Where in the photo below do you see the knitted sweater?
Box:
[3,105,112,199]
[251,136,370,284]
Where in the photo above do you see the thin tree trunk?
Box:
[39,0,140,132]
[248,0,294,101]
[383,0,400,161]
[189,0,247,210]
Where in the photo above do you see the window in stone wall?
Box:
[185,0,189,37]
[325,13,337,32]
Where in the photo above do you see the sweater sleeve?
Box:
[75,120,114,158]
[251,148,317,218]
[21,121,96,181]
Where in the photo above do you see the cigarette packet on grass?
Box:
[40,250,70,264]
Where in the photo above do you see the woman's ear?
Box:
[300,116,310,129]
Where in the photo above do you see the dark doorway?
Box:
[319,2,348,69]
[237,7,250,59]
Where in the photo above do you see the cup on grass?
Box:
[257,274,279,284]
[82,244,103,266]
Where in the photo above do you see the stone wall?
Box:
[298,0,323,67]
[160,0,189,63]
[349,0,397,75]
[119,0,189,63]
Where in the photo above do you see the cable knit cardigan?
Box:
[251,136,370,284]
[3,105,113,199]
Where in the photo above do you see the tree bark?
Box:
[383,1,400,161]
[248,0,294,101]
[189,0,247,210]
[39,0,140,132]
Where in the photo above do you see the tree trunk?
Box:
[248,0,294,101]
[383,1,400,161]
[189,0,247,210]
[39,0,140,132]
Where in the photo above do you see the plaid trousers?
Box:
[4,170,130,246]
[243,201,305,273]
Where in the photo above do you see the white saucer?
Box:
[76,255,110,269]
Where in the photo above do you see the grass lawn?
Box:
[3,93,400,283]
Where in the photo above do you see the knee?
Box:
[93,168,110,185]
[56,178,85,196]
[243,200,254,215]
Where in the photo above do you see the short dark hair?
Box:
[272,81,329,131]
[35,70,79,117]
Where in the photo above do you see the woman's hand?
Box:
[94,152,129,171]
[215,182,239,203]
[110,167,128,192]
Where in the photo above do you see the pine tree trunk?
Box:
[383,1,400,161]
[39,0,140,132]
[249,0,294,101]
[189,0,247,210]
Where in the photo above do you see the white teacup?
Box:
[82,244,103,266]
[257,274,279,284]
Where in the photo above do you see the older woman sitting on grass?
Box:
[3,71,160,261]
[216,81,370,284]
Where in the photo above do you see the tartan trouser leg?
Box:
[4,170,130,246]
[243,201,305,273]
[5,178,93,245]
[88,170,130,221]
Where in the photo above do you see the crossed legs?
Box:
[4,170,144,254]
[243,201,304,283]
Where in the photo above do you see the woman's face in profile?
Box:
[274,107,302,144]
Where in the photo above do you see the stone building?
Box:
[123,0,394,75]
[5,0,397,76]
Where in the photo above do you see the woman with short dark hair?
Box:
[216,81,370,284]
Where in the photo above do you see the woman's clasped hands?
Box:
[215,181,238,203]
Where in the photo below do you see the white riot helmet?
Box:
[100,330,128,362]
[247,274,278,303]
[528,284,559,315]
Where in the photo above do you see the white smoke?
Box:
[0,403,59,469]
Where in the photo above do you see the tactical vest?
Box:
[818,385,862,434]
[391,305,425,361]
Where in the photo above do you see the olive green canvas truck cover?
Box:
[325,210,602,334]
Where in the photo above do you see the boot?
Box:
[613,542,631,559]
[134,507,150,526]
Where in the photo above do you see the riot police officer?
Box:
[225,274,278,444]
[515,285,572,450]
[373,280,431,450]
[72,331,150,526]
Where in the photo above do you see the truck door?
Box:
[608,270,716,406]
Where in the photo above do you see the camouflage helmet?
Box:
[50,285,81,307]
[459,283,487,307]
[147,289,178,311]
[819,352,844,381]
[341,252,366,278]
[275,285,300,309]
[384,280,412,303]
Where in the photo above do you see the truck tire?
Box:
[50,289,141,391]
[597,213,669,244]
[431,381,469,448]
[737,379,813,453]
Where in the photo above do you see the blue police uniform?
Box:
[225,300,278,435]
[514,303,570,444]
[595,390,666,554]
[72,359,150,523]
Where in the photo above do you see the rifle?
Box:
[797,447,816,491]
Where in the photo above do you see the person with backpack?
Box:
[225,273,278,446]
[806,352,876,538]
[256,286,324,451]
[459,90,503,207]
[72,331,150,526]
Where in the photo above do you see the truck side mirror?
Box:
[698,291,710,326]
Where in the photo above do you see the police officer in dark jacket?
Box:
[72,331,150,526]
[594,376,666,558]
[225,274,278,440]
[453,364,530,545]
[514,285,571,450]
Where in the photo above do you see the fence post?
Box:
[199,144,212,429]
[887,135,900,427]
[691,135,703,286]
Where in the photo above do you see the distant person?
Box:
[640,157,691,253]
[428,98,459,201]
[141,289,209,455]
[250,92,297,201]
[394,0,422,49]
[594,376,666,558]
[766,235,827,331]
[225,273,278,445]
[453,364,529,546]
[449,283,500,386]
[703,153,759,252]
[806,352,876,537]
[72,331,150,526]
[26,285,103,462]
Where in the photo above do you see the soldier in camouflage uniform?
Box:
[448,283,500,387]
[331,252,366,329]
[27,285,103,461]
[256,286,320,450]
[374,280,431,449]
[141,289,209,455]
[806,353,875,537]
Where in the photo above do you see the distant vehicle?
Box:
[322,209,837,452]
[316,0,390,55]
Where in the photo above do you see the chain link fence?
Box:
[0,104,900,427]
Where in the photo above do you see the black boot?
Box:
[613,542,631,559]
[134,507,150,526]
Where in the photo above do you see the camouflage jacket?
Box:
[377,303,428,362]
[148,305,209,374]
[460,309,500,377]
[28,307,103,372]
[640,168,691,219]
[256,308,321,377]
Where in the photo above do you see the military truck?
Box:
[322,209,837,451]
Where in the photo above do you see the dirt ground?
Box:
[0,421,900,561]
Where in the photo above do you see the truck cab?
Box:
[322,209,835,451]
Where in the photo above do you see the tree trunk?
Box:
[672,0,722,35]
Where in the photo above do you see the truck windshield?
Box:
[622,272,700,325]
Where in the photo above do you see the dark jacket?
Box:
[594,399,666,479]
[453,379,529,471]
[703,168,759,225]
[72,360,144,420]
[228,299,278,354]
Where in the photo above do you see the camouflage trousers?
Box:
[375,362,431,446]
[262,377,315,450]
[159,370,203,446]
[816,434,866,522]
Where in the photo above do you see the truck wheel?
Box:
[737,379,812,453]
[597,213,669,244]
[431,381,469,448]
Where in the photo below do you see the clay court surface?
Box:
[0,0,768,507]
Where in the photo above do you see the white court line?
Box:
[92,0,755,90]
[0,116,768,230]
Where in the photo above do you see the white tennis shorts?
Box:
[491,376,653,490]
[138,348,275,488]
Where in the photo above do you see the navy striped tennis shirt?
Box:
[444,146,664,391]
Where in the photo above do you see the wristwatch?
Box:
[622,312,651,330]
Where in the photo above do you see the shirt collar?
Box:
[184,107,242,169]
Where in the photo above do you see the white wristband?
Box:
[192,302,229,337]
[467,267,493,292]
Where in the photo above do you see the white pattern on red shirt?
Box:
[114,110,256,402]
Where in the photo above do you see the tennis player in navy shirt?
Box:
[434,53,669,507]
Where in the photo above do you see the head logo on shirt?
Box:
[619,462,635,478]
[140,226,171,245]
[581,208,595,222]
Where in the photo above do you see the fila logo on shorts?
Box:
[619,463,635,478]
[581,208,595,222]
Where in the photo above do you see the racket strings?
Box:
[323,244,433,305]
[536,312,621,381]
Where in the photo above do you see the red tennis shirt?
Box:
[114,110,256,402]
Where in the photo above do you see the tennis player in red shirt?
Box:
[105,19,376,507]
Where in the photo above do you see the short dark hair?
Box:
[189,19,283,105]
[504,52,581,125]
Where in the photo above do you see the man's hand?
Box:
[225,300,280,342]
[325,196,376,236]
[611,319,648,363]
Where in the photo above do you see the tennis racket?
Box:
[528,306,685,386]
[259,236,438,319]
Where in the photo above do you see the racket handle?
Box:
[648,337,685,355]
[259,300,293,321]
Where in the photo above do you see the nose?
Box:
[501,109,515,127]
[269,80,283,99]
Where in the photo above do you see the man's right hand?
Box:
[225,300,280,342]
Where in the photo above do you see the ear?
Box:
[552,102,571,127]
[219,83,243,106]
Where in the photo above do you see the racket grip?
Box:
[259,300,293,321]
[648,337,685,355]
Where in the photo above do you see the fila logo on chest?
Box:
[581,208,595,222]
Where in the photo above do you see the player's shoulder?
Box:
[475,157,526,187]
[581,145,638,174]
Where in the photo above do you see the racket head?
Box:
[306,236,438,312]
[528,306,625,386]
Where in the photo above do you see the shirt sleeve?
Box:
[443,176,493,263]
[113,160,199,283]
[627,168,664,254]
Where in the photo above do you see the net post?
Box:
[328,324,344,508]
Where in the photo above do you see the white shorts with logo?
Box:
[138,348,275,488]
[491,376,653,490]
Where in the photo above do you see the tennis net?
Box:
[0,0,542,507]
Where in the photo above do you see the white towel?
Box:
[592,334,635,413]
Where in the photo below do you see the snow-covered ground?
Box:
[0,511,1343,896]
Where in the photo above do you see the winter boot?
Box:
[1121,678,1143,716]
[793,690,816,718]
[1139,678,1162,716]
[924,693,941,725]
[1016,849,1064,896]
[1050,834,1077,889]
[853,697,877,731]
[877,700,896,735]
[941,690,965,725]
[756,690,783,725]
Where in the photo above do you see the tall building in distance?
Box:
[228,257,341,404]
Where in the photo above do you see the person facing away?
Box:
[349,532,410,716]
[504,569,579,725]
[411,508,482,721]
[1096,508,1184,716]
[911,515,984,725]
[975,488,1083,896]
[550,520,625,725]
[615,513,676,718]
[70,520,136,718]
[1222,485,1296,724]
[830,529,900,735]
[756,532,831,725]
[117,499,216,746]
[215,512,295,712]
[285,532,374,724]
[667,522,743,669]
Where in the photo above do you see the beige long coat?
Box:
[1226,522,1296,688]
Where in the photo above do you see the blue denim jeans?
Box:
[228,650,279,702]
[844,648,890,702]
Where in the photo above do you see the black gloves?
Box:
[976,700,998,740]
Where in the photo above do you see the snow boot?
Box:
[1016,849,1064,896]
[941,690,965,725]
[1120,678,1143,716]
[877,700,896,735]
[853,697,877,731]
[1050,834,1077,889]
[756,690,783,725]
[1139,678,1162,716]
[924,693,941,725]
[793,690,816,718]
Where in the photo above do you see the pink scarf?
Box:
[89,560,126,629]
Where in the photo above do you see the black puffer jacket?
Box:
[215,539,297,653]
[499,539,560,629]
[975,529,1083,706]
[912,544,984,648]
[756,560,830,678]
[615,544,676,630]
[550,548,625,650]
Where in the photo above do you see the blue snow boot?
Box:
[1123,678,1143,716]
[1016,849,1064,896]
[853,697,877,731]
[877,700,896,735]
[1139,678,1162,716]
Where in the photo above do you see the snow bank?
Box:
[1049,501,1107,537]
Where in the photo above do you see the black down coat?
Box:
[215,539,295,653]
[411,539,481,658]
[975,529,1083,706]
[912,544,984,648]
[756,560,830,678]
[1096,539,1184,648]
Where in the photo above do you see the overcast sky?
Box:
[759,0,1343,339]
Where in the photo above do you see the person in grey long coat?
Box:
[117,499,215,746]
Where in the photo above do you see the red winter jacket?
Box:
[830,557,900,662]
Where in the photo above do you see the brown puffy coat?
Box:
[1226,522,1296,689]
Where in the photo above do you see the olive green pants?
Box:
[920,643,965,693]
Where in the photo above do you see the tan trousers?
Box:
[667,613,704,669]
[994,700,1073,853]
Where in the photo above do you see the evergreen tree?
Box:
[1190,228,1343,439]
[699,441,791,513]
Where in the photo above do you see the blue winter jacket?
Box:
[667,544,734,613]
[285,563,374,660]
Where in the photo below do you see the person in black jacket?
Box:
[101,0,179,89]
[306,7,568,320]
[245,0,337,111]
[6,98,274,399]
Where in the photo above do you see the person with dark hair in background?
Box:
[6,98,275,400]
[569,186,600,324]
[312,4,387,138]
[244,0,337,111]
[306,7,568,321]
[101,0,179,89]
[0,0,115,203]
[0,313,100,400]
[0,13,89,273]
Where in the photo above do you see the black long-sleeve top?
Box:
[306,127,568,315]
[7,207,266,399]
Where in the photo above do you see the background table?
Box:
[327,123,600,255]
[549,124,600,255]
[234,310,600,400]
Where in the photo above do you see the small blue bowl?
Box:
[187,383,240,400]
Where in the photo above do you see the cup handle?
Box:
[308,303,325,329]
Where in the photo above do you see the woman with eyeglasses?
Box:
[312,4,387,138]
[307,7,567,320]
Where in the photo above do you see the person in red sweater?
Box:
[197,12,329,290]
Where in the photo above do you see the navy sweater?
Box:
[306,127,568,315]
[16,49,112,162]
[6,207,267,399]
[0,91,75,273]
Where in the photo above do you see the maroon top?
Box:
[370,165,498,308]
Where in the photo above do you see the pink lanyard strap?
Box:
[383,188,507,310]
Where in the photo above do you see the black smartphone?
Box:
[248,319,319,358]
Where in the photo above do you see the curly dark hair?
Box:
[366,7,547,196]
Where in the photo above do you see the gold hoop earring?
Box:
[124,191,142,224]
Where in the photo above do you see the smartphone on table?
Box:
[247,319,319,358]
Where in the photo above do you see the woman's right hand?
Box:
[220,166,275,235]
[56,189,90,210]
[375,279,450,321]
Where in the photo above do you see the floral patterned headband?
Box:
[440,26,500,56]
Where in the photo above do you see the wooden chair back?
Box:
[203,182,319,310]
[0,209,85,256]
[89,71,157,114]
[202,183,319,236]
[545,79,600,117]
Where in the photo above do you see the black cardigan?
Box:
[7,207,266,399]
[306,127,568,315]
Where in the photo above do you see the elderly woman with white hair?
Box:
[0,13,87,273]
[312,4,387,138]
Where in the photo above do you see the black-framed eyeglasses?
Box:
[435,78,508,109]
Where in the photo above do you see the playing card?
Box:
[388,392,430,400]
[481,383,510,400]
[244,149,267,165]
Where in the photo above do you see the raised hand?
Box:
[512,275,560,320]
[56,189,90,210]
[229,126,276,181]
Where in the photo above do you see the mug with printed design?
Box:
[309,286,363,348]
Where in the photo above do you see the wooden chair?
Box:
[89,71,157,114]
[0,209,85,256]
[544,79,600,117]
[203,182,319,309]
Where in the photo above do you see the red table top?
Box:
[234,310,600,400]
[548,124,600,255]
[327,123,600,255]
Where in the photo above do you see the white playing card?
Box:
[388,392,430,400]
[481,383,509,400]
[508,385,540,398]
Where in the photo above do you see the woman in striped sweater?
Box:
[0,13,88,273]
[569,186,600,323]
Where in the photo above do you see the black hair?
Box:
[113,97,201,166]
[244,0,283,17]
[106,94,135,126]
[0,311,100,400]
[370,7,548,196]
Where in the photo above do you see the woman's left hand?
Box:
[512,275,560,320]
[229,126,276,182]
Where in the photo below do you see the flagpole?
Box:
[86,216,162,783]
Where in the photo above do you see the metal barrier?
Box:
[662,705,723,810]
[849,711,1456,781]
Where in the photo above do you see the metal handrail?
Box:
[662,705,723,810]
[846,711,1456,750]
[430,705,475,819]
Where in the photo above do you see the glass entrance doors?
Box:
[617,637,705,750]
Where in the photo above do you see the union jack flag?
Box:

══════════

**Task description**.
Reproduce the final stretch of the data above: every line from the one holding "Where in the photo above do you see the black-framed" through the end, inclusive, exactly as written and nothing else.

**Worked solution**.
Where in the photo above do you see the black-framed eyeglasses?
Box:
[435,78,508,109]
Where in the photo above do you see the playing card?
Box:
[388,392,430,400]
[481,383,510,400]
[244,149,267,165]
Where in the photo above do you see the raised hand?
Box:
[512,275,560,320]
[56,189,90,210]
[229,126,276,181]
Where in the photo above do you see the mug with printed design?
Box:
[309,286,363,348]
Where in the photo above do you see the wooden chair?
Box:
[89,71,157,114]
[0,209,85,256]
[544,79,600,117]
[203,182,319,309]
Where in the photo above do you see the red table top?
Box:
[234,310,600,400]
[548,124,600,255]
[327,123,600,255]
Where in the photo above do you see the white playing card?
Box:
[388,392,430,400]
[481,383,509,400]
[508,385,540,398]
Where in the photo above do you see the woman in striped sweater?
Box:
[0,13,88,273]
[569,186,600,323]
Where in the photo above do you see the black hair?
Box:
[113,97,201,166]
[244,0,283,17]
[106,94,135,126]
[0,311,100,400]
[370,7,548,196]
Where in the photo above do you see the woman's left hand?
Box:
[512,275,560,320]
[229,126,276,182]
Where in the photo below do you see the flagpole?
Box:
[86,216,162,783]
Where in the photo above do you see the metal barrier?
Box:
[662,705,723,810]
[849,711,1456,781]
Where in the photo above do you see the metal handrail?
Box:
[662,705,723,810]
[846,711,1456,750]
[430,705,475,819]
Where in the photo above do you see the glass entrance doors?
Box:
[617,637,705,750]
Where in the photo above do you see the union jack flag?
Box:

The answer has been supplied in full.